Within the entries below, find each line containing the word "positive" and copy it.

(Saved entries)
++++++++++++++++++++

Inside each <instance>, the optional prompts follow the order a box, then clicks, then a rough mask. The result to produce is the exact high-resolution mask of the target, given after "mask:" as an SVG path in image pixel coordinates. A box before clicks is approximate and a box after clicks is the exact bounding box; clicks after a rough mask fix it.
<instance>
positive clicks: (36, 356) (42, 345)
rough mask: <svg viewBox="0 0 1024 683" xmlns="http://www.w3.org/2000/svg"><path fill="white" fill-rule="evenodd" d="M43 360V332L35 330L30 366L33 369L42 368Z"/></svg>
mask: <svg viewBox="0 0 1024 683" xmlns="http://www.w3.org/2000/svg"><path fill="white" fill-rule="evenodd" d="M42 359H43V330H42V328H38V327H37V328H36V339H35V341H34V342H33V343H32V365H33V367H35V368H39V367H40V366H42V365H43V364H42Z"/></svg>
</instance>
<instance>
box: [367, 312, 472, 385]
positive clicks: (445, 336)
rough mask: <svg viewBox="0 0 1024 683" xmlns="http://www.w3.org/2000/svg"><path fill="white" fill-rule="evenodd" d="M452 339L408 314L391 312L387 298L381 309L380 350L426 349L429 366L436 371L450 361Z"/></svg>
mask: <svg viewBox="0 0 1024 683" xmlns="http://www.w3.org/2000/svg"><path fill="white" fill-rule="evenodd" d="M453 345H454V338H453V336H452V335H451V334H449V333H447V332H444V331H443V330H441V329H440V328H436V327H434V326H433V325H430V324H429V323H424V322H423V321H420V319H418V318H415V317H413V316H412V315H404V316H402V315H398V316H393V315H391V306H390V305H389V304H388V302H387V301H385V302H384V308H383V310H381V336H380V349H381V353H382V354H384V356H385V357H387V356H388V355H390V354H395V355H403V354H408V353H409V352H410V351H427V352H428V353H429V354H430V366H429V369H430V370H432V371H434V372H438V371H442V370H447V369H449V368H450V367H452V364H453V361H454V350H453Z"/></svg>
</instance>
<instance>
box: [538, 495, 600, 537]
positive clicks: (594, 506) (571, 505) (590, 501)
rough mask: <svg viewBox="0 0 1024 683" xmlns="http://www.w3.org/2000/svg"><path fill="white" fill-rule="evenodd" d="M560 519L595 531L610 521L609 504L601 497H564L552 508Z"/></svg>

++++++++++++++++++++

> [WRITTEN ANSWER]
positive clicks: (36, 356) (42, 345)
positive clicks: (445, 336)
positive clicks: (594, 506) (571, 505) (590, 501)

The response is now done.